— Material for this task —
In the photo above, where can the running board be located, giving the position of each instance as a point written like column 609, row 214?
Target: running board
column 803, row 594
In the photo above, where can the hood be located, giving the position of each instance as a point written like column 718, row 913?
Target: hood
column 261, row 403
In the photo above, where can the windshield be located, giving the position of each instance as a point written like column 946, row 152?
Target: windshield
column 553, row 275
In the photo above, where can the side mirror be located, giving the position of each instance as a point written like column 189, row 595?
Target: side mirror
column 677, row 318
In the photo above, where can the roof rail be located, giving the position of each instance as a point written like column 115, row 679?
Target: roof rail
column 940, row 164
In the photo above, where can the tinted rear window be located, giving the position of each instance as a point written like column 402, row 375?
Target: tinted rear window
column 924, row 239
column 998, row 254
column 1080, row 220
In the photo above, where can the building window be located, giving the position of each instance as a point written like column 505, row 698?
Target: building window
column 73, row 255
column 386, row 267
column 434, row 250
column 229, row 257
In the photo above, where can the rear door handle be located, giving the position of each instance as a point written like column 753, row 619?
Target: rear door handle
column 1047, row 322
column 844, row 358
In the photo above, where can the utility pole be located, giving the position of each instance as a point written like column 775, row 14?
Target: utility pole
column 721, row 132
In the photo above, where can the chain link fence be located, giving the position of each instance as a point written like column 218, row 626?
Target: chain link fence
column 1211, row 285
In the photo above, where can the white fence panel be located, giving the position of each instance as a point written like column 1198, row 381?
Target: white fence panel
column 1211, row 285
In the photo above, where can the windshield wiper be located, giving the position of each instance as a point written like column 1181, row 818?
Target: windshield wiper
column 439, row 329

---

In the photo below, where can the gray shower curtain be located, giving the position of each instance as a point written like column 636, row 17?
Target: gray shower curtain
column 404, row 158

...

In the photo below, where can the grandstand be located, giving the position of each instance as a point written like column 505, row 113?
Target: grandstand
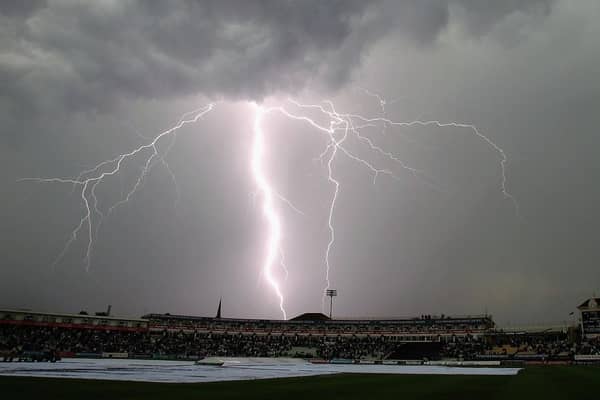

— Your instructions —
From the data above, output exactly the lines between the one containing "In the photo above, where can the side" and the one containing "In the photo above, where can the tinted", counting both of them.

— Result for this task —
In the photo above, where can the side mirror be located, giving the position of each instance as a point written like column 189, row 595?
Target: side mirror
column 677, row 318
In the photo above, where can the roof rail be located, giving the position of each instance as a point written like column 115, row 679?
Target: roof rail
column 940, row 164
In the photo above, where can the tinted rear window be located, giving the position of each instance as a point written like column 402, row 375?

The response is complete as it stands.